> [RECORD EXCERPTS]:
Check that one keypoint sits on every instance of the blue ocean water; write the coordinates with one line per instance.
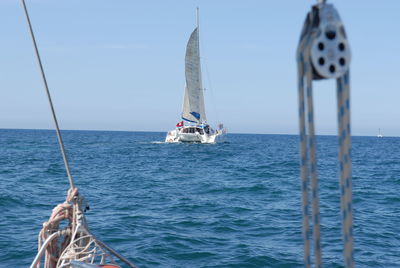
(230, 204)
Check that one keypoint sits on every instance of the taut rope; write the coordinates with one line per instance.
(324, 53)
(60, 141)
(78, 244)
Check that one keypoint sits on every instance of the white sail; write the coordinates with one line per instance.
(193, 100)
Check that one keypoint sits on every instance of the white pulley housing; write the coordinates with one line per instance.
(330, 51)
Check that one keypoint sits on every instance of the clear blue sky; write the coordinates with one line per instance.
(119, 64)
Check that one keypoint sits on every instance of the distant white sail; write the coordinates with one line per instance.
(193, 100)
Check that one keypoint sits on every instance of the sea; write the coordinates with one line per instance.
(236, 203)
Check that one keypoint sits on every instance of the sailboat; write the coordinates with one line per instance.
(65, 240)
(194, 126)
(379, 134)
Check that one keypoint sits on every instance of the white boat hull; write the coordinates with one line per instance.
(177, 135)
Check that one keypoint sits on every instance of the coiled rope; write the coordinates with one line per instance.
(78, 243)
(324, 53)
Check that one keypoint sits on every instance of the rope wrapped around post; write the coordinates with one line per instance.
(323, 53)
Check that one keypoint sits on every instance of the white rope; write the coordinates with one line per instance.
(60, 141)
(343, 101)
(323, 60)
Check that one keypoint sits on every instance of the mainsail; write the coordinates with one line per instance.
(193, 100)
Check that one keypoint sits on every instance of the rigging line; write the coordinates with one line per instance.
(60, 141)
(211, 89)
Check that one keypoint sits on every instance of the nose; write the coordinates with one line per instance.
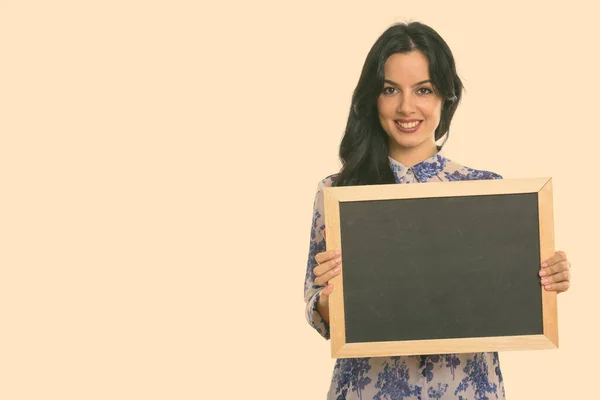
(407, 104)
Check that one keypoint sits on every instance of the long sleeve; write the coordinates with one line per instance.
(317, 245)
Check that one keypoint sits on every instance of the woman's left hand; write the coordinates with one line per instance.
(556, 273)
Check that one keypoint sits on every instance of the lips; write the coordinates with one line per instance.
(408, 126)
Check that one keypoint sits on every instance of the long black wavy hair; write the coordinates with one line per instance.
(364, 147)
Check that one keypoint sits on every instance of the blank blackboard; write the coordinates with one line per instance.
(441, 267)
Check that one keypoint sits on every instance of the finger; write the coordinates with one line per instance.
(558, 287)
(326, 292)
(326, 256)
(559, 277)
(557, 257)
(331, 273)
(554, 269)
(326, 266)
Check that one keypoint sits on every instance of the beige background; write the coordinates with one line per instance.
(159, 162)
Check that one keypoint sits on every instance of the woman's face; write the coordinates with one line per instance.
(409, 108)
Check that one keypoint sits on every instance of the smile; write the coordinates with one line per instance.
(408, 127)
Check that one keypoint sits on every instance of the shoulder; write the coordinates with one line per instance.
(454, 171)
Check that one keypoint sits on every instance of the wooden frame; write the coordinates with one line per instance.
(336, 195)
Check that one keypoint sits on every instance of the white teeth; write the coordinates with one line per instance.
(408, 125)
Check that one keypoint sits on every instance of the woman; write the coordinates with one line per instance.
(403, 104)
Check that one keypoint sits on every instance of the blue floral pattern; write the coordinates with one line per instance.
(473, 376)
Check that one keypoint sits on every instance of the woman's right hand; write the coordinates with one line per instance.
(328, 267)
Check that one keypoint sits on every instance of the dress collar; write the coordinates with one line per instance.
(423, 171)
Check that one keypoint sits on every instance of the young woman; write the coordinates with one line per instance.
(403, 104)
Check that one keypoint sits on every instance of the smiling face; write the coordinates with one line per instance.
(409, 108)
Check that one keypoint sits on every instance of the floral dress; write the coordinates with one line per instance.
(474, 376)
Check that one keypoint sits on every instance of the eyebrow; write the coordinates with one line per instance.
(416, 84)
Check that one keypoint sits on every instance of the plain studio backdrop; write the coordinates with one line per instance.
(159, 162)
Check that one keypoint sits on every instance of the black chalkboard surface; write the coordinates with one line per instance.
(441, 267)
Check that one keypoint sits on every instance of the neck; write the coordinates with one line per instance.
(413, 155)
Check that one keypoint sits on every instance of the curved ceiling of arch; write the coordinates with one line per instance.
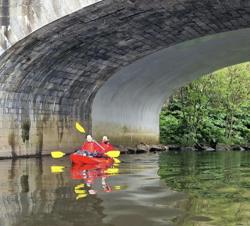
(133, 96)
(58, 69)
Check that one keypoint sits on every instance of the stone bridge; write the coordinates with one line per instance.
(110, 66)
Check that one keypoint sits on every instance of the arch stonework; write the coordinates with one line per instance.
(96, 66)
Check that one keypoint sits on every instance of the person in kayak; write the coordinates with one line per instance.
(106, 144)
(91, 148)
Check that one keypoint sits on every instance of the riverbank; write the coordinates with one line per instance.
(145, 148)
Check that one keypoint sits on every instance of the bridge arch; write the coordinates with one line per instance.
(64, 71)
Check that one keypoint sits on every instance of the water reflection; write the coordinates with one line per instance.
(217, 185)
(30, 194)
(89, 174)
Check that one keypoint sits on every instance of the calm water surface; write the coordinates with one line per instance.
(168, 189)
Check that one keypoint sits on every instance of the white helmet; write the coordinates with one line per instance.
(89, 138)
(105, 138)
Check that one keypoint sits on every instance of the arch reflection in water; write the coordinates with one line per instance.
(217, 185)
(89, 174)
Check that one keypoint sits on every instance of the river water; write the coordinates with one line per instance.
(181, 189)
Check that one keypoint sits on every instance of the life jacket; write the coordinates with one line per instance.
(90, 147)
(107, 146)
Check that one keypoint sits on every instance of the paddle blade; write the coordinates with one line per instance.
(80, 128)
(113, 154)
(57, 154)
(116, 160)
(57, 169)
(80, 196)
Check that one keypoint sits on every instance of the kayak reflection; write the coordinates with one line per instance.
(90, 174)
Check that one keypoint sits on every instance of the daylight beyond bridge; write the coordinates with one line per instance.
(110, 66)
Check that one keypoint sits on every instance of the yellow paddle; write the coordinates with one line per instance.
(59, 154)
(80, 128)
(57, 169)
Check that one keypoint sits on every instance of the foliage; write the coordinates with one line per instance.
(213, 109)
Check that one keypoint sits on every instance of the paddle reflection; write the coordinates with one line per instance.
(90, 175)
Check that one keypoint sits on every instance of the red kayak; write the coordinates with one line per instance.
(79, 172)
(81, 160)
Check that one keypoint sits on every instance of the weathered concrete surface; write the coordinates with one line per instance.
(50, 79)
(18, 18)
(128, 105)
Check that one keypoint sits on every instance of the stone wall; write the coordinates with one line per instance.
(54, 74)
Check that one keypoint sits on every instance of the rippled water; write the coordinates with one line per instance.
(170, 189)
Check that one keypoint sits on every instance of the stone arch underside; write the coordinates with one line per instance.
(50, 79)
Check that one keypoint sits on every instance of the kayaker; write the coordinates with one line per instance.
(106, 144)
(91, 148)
...
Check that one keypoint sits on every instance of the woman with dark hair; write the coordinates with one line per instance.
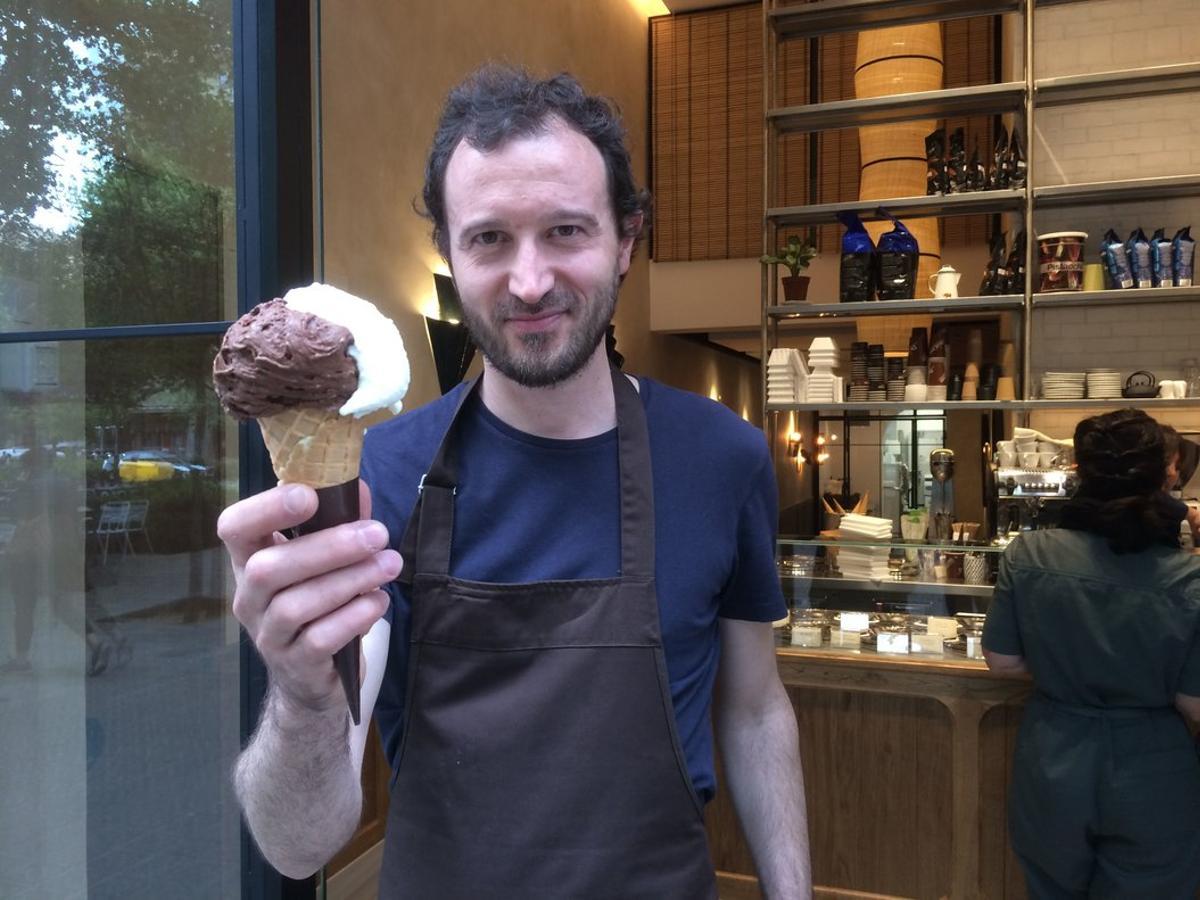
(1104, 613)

> [EXERCISE]:
Display each line of the items above in which the word "surface" appears.

> [WRITTEN SOLUTION]:
Check that one keypoint sits on every instance of the black chalkboard surface; write the coordinates with one line per instance.
Check that one keypoint sits on every instance of the calm water surface; write the coordinates with one line per instance.
Check that one keypoint sits on every instance of the weathered concrete surface; write the coordinates with one line per instance.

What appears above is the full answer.